┌─ Trecho do documento
P1 – Então, conta pra gente, no seu entender, no seu conhecimento técnico, todos os passos, desde o plantio até a finalização, para ter um guaraná de boa qualidade. Quais seriam esses passos?
R – É, o guaraná de boa qualidade é assim. A gente vai lá, mostra para o produtor que muitas vezes ele quer colocar o roçado dele onde tem muita saúva. Isso é ruim, a gente sempre tem que dizer que onde tem praga não adianta. A gente vai lá, ajuda ele a fazer o roçado, mostra para ele a melhor área, como é o corte das árvores, como é a derrubada, como é feita a queima. Depois, vem o esquadrejamento da área. A gente mostra tudo direitinho, o espaçamento é cinco por cinco, a cova é 40 por 40. Ele, fazendo daquele jeito, fazendo a limpeza, ele vai produzir um guaraná de qualidade. Chega na safra, a gente vai. Para o guaraná ser bem selecionado, ele vai, faz a colheita, faz todo aquele beneficiamento. E o que é para sair o guaraná de qualidade? Geralmente, querem que o produtor torre num forno de barro, que fica com mais qualidade. E, para não ter aquele problema de guaraná de má qualidade, porque a gente ensina eles a classificar o guaraná. Você torra primeiro os grãos maiores e depois os menores, aí fica um guaraná de qualidade, para não deixar queimar. Tem uns que têm o costume de torrar. A gente sempre mostra, com água fica interessante. O guaraná cozinha primeiro, depois ele torra, fica muito, o guaraná fica um guaraná de primeira, fica um pó que você sente o cheiro a distância, se você colocar, você sente o aroma dele. Então, esse é o patamar para você chegar a um guaraná de qualidade, que ele sempre faça isso, faça tudo direitinho, e a colheita, isso é o principal.
P1 – E qual é a época do plantio?
R – A época do plantio, a gente trabalha em janeiro, fevereiro e até o meado de março é o período ideal, que aqui na nossa região é o inverno, que eles chamam. É o ideal para o plantio de qualquer cultura.
P1 – E qual o tipo de terreno para o guaraná?
└─
┌─ Dados a processar
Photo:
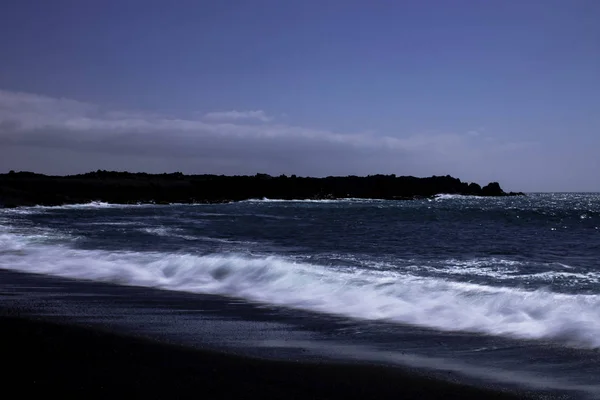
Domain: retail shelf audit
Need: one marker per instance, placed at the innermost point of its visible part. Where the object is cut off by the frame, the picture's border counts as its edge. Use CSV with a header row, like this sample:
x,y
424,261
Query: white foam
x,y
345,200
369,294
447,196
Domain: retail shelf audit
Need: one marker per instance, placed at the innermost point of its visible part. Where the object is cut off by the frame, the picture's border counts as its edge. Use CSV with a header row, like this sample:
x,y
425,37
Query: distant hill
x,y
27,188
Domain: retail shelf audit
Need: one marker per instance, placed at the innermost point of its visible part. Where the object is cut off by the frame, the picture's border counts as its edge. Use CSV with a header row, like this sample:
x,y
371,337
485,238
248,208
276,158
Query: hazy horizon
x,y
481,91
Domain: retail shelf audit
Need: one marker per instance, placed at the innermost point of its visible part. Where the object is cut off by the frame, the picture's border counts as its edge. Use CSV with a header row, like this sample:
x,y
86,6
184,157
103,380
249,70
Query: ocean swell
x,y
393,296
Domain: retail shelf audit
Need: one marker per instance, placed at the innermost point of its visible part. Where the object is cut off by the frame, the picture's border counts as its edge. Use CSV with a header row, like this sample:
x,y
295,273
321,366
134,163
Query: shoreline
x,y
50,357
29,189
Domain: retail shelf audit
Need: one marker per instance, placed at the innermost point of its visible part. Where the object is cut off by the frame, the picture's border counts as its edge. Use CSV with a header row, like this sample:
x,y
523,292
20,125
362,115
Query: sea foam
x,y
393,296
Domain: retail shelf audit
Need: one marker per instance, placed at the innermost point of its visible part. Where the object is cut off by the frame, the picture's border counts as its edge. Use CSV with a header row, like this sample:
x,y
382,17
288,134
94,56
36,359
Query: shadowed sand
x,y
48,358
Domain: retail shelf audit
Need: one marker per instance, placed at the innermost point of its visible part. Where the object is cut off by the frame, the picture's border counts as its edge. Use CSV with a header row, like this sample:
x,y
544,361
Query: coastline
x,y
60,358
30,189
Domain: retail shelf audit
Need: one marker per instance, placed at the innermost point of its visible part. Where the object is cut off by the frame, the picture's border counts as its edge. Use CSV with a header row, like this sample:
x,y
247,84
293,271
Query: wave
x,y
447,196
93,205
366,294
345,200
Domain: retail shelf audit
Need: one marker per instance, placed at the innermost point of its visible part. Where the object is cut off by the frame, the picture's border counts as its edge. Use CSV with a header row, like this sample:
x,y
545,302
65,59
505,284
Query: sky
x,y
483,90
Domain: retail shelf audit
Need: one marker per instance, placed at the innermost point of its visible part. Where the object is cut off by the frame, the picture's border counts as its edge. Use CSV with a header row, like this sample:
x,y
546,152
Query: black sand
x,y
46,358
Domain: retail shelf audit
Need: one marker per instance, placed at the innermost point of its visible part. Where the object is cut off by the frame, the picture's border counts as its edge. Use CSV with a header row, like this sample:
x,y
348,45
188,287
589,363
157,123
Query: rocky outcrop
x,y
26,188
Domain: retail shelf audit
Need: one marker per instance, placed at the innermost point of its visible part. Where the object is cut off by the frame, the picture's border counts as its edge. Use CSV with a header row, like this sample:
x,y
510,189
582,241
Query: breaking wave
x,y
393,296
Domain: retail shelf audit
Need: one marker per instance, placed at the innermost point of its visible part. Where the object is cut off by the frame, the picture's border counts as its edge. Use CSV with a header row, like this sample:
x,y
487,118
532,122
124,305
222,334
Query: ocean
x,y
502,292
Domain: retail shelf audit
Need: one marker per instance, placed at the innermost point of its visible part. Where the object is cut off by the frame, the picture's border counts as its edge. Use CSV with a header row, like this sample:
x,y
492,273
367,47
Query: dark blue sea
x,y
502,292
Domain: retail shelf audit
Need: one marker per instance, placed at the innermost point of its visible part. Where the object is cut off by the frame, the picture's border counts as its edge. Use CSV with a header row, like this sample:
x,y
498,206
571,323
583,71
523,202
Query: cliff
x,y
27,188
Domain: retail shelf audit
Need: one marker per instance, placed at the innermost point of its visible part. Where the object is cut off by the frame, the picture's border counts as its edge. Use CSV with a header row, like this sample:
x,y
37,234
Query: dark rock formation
└─
Enunciado do exercício A:
Resuma em duas frases o trecho sobre o cultivo do guaraná.
Enunciado do exercício B:
Conte as linhas da listagem que contêm a palavra "dark" e responda somente com o número.
O texto e a listagem são independentes um do outro.

Resolução do exercício A:
Para obter um guaraná de boa qualidade, o produtor é orientado a evitar áreas com saúva, preparar o roçado com corte, derrubada e queima, esquadrejar a área com espaçamento de cinco por cinco e covas de 40 por 40 e manter a limpeza. Na safra, recomenda-se colher, beneficiar e torrar os grãos em forno de barro, primeiro os maiores e depois os menores, e o plantio ideal vai de janeiro até meados de março, período que na região chamam de inverno.

Resolução do exercício B:
2